WORK TO DO: Switch "boot sole" to "shoe sole" in the stretch from the line containing "Every instance of the diagonal" through the line containing "[[616, 740], [706, 723], [592, 690]]", changing nothing else. Return only those lines.
═══
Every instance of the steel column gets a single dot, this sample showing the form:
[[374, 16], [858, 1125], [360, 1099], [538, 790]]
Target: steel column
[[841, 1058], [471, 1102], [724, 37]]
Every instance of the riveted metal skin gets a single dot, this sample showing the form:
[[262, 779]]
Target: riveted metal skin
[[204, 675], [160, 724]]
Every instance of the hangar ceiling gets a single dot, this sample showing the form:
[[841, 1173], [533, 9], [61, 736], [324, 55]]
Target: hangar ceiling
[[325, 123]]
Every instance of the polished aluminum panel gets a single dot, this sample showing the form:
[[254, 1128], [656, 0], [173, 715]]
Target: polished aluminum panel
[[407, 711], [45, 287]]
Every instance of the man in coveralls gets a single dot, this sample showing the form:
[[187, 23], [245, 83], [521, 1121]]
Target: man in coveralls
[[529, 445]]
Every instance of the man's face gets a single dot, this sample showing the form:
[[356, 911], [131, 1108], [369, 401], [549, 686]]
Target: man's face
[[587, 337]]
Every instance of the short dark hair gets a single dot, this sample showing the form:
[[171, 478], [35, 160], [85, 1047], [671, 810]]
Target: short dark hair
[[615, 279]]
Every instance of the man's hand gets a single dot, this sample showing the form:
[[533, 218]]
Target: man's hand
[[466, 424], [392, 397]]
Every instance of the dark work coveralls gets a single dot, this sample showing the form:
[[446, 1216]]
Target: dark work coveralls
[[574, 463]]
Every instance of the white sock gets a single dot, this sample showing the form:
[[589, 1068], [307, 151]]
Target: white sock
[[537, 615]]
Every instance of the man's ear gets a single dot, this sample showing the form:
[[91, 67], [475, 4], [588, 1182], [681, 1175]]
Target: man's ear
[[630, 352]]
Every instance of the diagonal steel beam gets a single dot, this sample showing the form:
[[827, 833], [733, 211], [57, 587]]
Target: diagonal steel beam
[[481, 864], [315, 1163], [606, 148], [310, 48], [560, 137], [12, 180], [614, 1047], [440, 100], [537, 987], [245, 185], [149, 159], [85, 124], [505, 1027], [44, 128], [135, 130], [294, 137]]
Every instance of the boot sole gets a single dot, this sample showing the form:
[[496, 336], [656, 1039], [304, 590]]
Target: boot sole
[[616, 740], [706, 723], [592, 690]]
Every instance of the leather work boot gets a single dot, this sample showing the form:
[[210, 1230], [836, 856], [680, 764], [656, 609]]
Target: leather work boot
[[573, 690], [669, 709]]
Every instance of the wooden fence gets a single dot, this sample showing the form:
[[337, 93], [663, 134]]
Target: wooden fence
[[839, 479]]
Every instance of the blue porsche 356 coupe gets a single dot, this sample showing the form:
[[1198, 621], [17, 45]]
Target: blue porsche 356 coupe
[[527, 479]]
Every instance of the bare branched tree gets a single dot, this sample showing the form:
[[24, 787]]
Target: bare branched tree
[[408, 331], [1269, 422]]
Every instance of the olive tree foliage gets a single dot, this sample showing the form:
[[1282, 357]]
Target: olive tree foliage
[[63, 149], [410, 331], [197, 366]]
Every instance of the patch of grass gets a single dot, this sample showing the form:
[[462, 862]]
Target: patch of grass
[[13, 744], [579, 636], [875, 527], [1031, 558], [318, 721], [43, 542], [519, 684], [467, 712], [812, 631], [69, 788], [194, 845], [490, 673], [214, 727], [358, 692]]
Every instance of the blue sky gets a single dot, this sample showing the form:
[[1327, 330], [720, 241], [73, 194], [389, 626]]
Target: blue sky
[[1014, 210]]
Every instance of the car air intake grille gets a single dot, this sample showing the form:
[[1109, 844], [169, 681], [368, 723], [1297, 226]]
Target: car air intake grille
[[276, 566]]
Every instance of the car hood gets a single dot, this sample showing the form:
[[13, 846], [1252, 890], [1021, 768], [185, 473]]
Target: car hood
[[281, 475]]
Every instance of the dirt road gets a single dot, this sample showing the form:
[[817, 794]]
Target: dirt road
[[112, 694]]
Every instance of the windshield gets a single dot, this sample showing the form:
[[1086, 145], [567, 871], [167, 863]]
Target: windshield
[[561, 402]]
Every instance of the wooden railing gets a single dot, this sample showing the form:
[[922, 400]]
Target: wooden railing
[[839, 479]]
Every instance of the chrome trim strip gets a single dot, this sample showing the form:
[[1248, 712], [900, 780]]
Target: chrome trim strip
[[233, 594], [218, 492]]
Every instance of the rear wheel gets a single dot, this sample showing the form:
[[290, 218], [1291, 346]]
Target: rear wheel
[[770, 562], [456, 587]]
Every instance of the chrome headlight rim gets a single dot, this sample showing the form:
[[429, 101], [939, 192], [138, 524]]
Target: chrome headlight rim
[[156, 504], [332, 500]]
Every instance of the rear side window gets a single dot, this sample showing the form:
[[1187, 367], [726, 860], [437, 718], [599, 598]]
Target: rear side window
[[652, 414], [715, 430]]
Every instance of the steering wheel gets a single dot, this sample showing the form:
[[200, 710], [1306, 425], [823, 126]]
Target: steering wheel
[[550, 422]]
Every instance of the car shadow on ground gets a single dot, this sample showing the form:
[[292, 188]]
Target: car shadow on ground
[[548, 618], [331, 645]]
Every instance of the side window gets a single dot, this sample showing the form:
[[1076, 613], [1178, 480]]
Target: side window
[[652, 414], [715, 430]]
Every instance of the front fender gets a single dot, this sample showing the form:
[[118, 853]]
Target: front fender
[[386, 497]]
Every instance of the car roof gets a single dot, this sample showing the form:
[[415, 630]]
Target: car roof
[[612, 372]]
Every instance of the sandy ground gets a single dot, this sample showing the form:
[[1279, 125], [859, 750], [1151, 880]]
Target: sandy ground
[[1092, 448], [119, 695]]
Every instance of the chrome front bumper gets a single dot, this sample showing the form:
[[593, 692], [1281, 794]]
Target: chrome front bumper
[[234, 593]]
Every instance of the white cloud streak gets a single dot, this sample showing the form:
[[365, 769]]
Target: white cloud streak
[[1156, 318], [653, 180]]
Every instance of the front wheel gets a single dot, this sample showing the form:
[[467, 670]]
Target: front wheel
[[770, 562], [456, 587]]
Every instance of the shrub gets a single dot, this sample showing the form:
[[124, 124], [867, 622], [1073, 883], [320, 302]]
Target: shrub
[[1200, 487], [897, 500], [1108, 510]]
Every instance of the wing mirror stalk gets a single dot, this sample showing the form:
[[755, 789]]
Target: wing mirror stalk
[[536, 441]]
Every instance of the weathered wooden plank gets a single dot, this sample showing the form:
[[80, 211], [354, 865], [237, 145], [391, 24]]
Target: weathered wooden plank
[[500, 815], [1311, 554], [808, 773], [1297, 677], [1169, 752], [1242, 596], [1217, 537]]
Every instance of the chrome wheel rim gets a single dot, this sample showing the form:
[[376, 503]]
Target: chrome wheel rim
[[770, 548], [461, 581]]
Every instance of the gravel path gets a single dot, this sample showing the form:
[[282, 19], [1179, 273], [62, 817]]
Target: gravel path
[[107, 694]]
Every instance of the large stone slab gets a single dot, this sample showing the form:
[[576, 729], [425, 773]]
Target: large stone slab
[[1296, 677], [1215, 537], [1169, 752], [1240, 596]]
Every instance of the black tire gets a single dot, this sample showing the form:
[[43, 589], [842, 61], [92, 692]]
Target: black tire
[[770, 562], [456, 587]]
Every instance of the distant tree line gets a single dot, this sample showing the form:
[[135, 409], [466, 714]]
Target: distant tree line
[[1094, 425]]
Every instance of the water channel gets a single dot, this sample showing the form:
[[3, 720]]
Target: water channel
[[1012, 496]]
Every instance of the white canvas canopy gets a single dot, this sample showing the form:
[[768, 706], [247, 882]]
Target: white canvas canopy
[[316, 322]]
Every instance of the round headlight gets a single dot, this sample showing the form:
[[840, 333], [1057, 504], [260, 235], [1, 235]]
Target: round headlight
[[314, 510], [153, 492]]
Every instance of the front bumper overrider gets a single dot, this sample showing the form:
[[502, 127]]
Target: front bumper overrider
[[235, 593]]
═══
FINISHED TASK:
Every instance of the diagonal steel beam gets a single dot, this sample showing the form:
[[827, 833], [733, 211], [57, 587]]
Target: diagonal steel beam
[[481, 864], [315, 1163], [606, 148], [310, 48], [560, 137], [12, 180], [614, 1047], [440, 100], [537, 987], [245, 185], [149, 159], [85, 124], [505, 1027], [44, 128], [135, 130], [294, 137]]
Every instance of the shoe sole gets a single dot, this sample showing the form:
[[496, 336], [656, 1039], [304, 590]]
Target: shoe sole
[[616, 740], [706, 723], [592, 690]]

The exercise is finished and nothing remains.